:: Work required ::
Please resume the blog text about water-boarding, creationism, and the movie Expelled from the point where it stops.

The second point is that not calling water-boarding torture shifts the whole scale. equally unpleasant techniques could be redefined, too. Water-boarding deprives a person of oxygen and is called simulated drowning. So, should choking or dunking a person under water or placing a plastic bag over someone’s head for a prolonged period not to be called torture? They’re all as dangerous and as horrible as water-boarding. One could make the case.
This discussion makes me feel like I ‘ve been dragged back in time to a more morally ambiguous era.
My posts have mostly slammed Christian creationists for their anti-intellectualism and pseudo-scientific ideas. So to be fair, I’m offering up this turd of a video featuring a Muslim creationist. He may have an accent, but he blabbers on like a Christian, using all the hackneyed arguments against evolution. He spins a caricature of Darwin and science for his audience, and hopes the sheeple will not question his lies.
The arrogant prick who posted the video on YouTube describes it as “Why Darwin’s theory is incompatible with the Quran”. A reasonable person, of course, would not have held a single book up as irrefutable. Science is open to being questioned; that’s why it works. Clearly, the Quran is a fragile text, one that crumbles under the slightest criticism.
Chuck Norris has written his own review, of sorts, of Expelled: the Movie. It’s actually more of an endorsement than a review, since he really doesn’t describe the movie in any detail. He just makes a sucking noise as he presses his lips up against Ben Stein’s ass. On to the comedy… I mean review.
I saw it last weekend, and I liked it. I think it will wake up many people to the truth. What truth? That educational arenas have become limited learning environments because of biases against God, the Bible and creationism.

:: Provided material ::
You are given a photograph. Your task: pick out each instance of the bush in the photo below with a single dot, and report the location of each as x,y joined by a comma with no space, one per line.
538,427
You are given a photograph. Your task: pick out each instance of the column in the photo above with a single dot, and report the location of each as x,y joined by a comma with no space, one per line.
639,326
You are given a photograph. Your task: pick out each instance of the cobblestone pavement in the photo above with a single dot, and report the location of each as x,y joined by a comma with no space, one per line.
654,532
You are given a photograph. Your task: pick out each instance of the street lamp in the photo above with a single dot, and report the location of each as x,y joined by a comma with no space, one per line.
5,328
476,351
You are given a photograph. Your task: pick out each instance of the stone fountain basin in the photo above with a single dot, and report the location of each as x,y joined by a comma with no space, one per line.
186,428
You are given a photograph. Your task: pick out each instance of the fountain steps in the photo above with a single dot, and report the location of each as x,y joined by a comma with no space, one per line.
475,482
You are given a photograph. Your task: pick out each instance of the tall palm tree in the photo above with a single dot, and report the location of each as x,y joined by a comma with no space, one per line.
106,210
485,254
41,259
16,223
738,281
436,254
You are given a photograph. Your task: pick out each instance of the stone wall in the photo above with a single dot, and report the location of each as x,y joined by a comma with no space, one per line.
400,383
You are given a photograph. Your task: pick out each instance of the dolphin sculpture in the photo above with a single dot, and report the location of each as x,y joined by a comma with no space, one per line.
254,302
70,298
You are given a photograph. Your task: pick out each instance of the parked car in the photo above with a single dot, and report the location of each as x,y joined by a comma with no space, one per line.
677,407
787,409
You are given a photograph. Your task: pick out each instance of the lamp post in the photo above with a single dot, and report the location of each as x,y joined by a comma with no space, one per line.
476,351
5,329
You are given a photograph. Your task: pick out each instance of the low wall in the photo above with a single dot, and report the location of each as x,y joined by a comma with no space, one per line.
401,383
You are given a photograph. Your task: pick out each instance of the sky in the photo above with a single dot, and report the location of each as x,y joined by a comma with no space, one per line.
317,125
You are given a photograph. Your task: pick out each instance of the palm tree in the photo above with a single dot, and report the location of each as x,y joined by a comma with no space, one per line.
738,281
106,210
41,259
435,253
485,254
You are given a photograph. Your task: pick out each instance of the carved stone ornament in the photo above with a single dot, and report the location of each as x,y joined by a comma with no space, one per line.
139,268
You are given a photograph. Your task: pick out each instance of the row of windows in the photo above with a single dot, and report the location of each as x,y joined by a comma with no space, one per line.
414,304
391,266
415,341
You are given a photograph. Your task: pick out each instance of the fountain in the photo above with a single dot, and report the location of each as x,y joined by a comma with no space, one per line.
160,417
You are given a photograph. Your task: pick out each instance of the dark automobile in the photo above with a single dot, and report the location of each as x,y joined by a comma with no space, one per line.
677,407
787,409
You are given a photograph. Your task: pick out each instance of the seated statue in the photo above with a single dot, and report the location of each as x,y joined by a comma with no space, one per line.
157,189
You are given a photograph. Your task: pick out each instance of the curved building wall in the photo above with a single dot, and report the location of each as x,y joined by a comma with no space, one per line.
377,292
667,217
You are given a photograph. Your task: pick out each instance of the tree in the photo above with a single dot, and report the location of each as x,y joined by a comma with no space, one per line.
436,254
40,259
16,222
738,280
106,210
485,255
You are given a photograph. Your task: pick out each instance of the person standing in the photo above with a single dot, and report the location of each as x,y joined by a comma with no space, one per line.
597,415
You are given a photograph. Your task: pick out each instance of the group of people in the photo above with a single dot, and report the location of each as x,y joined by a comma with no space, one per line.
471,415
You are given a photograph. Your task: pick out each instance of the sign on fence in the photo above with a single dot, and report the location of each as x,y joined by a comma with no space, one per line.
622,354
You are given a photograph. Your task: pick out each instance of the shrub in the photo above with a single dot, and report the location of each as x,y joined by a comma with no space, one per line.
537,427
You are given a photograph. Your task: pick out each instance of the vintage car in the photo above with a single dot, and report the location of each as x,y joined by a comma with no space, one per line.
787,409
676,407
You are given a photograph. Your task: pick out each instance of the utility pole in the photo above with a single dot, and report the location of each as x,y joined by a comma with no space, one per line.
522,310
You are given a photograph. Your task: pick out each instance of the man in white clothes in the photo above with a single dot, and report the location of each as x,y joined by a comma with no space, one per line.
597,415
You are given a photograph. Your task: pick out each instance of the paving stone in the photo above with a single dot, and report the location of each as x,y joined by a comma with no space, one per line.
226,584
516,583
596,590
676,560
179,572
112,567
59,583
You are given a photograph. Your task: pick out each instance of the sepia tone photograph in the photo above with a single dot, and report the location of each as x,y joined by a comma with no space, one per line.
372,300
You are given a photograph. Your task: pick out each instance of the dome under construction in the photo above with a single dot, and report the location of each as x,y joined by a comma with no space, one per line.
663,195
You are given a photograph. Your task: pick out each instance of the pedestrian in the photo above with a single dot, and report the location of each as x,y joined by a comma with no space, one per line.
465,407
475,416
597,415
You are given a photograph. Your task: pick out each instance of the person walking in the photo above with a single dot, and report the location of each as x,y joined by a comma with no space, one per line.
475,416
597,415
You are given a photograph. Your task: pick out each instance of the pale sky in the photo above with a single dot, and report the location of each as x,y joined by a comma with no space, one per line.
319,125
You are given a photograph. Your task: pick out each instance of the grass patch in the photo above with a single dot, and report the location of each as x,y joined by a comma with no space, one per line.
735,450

:: Result ::
Wow! It’s like wading through a cesspool of ignorance. The bias you speak of, Chuck, is toward evidence. If God would only make himself more available for interviews, creationists could offer something more than cheap unsubstantiated conclusions, ones which lead science nowhere. If biologists suddenly acknowledged God’s invisible hand in creation how would it further their work? Something that cannot be measured or analyzed or observed isn’t useful one bit to science. More now from Chuck:
Stein is correct in saying that passionate antagonism and hostility (that parallels any fundamentalist extremism) equally exists in naturalist and Neo-Darwinian camps. Proof of their avid bias easily can be seen in some evolutionists’ reviews of this film. Many are loaded with as much inflammatory language, intolerance and bigotry as any hate-filled group.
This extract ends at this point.